■ **Problem requirements**
Repeat, line for line, the entries printed below.

Excerpts from point annotation data:

[START]

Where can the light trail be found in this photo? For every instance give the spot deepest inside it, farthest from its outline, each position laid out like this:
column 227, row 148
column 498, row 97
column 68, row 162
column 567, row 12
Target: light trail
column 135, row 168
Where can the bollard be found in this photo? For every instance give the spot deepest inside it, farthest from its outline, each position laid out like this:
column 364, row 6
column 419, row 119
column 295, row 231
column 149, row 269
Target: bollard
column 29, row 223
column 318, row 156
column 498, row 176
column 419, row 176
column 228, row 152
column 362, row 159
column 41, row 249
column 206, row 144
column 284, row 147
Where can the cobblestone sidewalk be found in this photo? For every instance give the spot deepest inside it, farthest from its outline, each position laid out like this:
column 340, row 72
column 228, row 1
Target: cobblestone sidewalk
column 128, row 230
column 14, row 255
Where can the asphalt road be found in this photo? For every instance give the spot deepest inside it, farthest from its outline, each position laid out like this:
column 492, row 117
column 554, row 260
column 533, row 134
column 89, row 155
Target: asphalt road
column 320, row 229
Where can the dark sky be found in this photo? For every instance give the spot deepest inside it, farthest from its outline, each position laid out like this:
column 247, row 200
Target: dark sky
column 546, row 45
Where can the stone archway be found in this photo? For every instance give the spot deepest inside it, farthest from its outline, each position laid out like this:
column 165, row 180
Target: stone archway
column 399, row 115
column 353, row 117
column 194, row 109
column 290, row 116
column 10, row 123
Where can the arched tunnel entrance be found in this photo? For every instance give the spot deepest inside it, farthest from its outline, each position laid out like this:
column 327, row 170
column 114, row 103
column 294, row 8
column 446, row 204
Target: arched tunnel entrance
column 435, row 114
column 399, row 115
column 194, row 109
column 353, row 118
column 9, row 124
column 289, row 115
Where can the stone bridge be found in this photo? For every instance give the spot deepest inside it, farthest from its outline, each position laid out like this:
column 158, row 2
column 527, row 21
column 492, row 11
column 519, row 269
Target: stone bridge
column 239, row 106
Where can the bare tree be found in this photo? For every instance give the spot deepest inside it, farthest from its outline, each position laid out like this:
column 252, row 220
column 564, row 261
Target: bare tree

[END]

■ **Result below**
Where can the light trail be found in this photo? For every instance give the spot deepest inside it, farthest from its outline, each position laid out like this:
column 227, row 148
column 498, row 97
column 68, row 162
column 567, row 12
Target: light trail
column 135, row 168
Where can the bollard be found in this photo? For every instance give the spot deepest inside it, farthest from its outline, each position laid out like this:
column 364, row 6
column 419, row 119
column 295, row 231
column 149, row 269
Target: bollard
column 29, row 223
column 318, row 156
column 498, row 176
column 419, row 176
column 228, row 152
column 362, row 159
column 41, row 249
column 206, row 144
column 284, row 147
Where can the cobblestone sidewalk be found in this photo? For every instance give the spot deepest inside it, farthest from its outline, each position laid out like this:
column 340, row 72
column 228, row 1
Target: cobblestone sidewalk
column 128, row 230
column 14, row 255
Where can the asphalt road be found in this photo? For every instance give the spot deepest inside it, farthest from its outline, each position laid out like this:
column 492, row 117
column 554, row 260
column 533, row 134
column 89, row 155
Target: asphalt road
column 320, row 229
Where can the dark sky be found in this photo? For every instance give the spot deepest inside it, farthest from its outline, each position laid out like this:
column 247, row 200
Target: dark sky
column 546, row 45
Where can the stone archway be found in this photo? For every instance give the spot deepest inside it, farthest from its outline, each position laid out like this:
column 165, row 180
Target: stone archway
column 399, row 115
column 353, row 117
column 194, row 109
column 290, row 116
column 10, row 123
Where can the arched tunnel entrance be found in this photo? For every instance give the spot deepest inside it, farthest from its outline, each position laid out like this:
column 327, row 170
column 114, row 103
column 294, row 8
column 446, row 204
Target: arched tunnel entrance
column 435, row 114
column 399, row 115
column 194, row 109
column 353, row 118
column 9, row 124
column 289, row 115
Where can the stone bridge be found in this photo? For every instance give the spot deepest inside it, farthest from its outline, each position laid out like this:
column 158, row 2
column 527, row 21
column 492, row 11
column 519, row 269
Target: stone bridge
column 239, row 106
Where can the bare tree be found in this photo? For every instance give the spot deepest inside it, farthest from its outline, each position laid out like this:
column 252, row 220
column 564, row 261
Target: bare tree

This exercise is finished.